### Exercise text
★ ★ ★ ★
A former captain of a championship-winning Australian rules football team yesterday became the fourth league player to be posthumously diagnosed with a debilitating neurological disease linked to head trauma and concussions.
Murray Weideman, who led the Collingwood Magpies to a grand final win over Melbourne in 1958 in the Victorian Football League, joins Danny Frawley, Graham Farmer and Shane Tuck in having chronic traumatic encephalopathy (CTE) detected and diagnosed in the past two years.
The Victorian Football League was the forerunner to the Australian Football League.
Weideman’s family yesterday revealed the findings of the Australian Sports Brain Bank’s report.
Weideman died in February, a day after his 85th birthday. After noticing serious changes to Weideman’s personality in the past few years, his family spoke with him about donating his brain.
★ ★ ★ ★
### Given data

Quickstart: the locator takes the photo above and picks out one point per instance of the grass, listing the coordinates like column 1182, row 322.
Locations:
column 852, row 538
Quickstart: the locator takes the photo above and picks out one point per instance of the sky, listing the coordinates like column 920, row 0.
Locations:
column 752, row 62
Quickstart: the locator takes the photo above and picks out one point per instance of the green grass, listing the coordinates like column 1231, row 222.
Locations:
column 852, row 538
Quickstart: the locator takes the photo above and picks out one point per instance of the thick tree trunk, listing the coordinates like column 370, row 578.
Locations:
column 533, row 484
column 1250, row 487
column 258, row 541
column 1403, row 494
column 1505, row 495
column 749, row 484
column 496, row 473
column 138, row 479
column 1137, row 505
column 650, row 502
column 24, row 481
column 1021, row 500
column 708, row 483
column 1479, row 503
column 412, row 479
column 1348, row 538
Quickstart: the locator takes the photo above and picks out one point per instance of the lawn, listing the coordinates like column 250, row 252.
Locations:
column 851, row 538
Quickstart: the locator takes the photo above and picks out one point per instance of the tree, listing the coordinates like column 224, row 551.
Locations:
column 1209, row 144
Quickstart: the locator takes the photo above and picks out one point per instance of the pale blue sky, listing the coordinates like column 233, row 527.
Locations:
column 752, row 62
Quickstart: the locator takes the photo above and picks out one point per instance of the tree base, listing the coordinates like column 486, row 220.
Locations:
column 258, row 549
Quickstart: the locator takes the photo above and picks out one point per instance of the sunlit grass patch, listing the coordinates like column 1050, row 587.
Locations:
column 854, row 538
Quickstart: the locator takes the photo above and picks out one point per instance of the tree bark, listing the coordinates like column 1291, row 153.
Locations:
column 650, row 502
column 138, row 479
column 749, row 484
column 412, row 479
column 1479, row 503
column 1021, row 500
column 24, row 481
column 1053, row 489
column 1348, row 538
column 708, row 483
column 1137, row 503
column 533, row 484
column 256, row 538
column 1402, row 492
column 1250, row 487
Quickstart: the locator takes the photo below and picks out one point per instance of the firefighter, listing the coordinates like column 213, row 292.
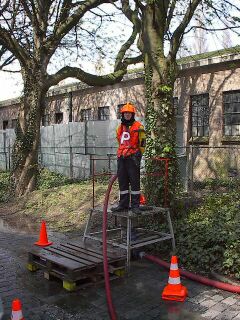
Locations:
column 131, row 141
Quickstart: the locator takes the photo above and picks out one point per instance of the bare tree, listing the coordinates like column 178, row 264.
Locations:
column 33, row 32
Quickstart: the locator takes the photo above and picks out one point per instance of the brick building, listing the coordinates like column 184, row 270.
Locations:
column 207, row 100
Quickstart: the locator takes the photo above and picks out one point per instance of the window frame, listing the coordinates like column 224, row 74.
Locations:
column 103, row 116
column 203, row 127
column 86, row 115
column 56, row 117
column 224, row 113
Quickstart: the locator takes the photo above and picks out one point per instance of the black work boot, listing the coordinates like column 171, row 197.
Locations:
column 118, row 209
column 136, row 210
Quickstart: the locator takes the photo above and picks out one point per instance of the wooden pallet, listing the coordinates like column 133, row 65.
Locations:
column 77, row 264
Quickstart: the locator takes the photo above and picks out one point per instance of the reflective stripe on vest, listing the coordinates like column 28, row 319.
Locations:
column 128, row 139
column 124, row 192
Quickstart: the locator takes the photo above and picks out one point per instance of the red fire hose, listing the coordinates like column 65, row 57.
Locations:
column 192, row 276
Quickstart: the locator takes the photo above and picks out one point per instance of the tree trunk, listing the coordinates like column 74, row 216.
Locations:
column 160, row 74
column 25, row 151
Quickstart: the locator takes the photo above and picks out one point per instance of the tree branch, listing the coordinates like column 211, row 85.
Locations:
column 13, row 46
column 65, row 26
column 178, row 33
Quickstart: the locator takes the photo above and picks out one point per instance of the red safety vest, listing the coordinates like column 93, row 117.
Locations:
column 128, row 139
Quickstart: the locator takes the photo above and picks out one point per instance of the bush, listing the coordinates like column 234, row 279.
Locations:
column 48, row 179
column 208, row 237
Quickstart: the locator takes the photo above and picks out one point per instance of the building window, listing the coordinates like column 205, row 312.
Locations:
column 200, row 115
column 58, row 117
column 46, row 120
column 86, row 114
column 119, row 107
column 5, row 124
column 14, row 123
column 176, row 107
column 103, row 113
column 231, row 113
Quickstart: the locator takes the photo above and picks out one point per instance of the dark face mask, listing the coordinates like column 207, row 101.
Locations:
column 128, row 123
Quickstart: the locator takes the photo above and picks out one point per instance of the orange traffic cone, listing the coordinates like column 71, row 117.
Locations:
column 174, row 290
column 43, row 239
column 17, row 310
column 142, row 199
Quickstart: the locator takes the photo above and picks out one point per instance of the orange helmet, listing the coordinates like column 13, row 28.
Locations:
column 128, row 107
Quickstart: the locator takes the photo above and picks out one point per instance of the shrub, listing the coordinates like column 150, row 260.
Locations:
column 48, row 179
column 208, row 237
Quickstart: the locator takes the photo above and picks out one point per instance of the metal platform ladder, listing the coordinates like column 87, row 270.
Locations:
★ ★ ★ ★
### Task requirements
1 - In the news report on Murray Weideman's diagnosis, rewrite the passage between "A former captain" and "donating his brain.", inclusive, changing "family" to "relatives".
2 - According to the news report on Murray Weideman's diagnosis, in what year did he lead the Collingwood Magpies to a grand final win over Melbourne?
3 - Continue the news report on Murray Weideman's diagnosis from its last sentence.

### Expected responses
1 -
A former captain of a championship-winning Australian rules football team yesterday became the fourth league player to be posthumously diagnosed with a debilitating neurological disease linked to head trauma and concussions.
Murray Weideman, who led the Collingwood Magpies to a grand final win over Melbourne in 1958 in the Victorian Football League, joins Danny Frawley, Graham Farmer and Shane Tuck in having chronic traumatic encephalopathy (CTE) detected and diagnosed in the past two years.
The Victorian Football League was the forerunner to the Australian Football League.
Weideman’s relatives yesterday revealed the findings of the Australian Sports Brain Bank’s report.
Weideman died in February, a day after his 85th birthday. After noticing serious changes to Weideman’s personality in the past few years, his relatives spoke with him about donating his brain.

2 - 1958

3 -
“I said: ‘Dad, we have got to do this, we have got to help,’” his son Mark Weideman told News Corp media. “The more science can build up and get evidence, the better things will become in the future.”
“He was 100 percent behind this,” he added. “You don’t really think about it because your life goes along pretty smoothly for a long time, but then it kicks in late.”
Farmer, who played with the Geelong Cats, was the first Aussie rules footballer diagnosed with CTE in February last year.
Former Richmond midfielder Tuck was assessed as having the “worst-seen case” of CTE when results were revealed by the brain bank in January.
Frawley died in 2019 at the age of 56.
The Victorian Coroners Court said in a report that Frawley was battling depression when he crashed his car into a tree outside Melbourne.
Police estimated that the vehicle was traveling at least 130kph at the time of impact.
Frawley, who played 230 matches for the St Kilda Saints from 1984 to 1995, had spoken publicly about his mental health battles.
No alcohol or illicit drugs were found in his system on the day of his death and he was posthumously diagnosed with CTE.
Frawley’s wife Anita said he was “never the same” even after treatment for depression.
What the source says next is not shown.